Notwithstanding the foregoing, no Investor or Common Unitholder shall be required to vote in the manner described by this Section 5(b) unless (i) the net proceeds of such Sale of the Company are to be distributed to members of the Company in accordance with Section 4.4(b) of the LLC Agreement, (ii) any representation or warranty required to be made by any Investor in connection with such Sale of the Company shall be limited to customary representations and warranties relating to such Investor and equity securities of the Company owned by such Investor, (iii) the liability for indemnification, if any, of each Investor or Common Unitholder in the Sale of the Company for the inaccuracy of any representation or warranty made by the Company or applicable Investors and/or Common Unitholders in connection with such Sale of the Company, is several and not joint with any other person or entity (although nothing set forth herein shall be deemed to mean that an escrow fund established from the proceeds of a Sale of the Company for indemnification of such inaccuracy shall be a violation of the foregoing), is pro rata in proportion to the amount of consideration paid to such Investor or Common Unitholder in connection with such Sale of the Company and does not exceed the maximum amount of consideration to be received by such Investor or Common Unitholder from the Sale of the Company and (iv) if a choice with regards to the form of consideration is given to any Investor then all Investors shall be given the same choice.

» **Instructions**
A - Listing each condition marked (i) through (iv) in the voting provision, give the conditions that must all be met before an Investor or Common Unitholder can be required to vote as described by Section 5(b).
B - Draft the next passage of the voting provision, beginning after its final sentence.

» **Given material**
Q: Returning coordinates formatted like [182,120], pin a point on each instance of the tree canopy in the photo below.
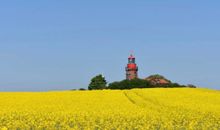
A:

» **Expected answers**
A -
(i) The net proceeds of the Sale of the Company are to be distributed to members of the Company in accordance with Section 4.4(b) of the LLC Agreement.
(ii) Any representation or warranty required of an Investor in connection with the Sale of the Company is limited to customary representations and warranties relating to that Investor and the equity securities of the Company it owns.
(iii) The liability for indemnification, if any, of each Investor or Common Unitholder for the inaccuracy of any representation or warranty made in connection with the Sale of the Company:
- is several and not joint with any other person or entity (an escrow fund established from the sale proceeds for such indemnification is not deemed a violation of this);
- is pro rata in proportion to the consideration paid to that Investor or Common Unitholder;
- does not exceed the maximum consideration that Investor or Common Unitholder is to receive from the sale.
(iv) If any Investor is given a choice regarding the form of consideration, all Investors are given the same choice.

B -
(c) Provisions Applicable to Transfer of Control. Each Investor agrees that, except as otherwise approved in writing by the holders of a majority of each class of Preferred Units of the Company, such Investor shall not effect or close any transfer, whether in one transaction or a series of related transactions, to a Person or any Affiliates thereof (other than an underwriter of the Company’s securities or a transferee pursuant to an exempt transfer under Section 5(f)) of the Company’s securities if, after such effectuation or closing, such Person would hold 50% or more of the outstanding voting securities of the Company (or the surviving or acquiring entity) (any such transaction, a “Control Transfer”) unless (i) the same percentage of units of each class of Preferred Units of the Company as the percentage of Series C Preferred Units being transferred in such Control Transfer are also transferred in connection with such Control Transfer and (ii) the net aggregate proceeds of such Control Transfer are distributed to the members of the Company as a Liquidation Event in accordance with Section 4.4(b) of the LLC Agreement.
(d) Additional Drag-Along Right. Each of the Investors holding Series A Preferred Units hereby agrees (a) to vote in person, by proxy or by action by written consent, as applicable, in favor of any amendment to or restatement of the LLC Agreement, and also in favor of the taking of any other action by the Company or any other resolution of the Company’s members, if such amendment, restatement, action or resolution is approved and/or adopted, as applicable, by the Board Majority of the Minority and the Required Series C Holders (each such amendment, restatement, action or resolution so approved or adopted, an “Approved Action”) and (b) to take such other actions as are reasonably requested by the Company to effect and implement any Approved Action; provided that, in each case, such Approved Action would not contravene the voting, approval or waiver rights of the holders of Series A Preferred Units expressly set forth in Sections 3.10(c) of the LLC Agreement.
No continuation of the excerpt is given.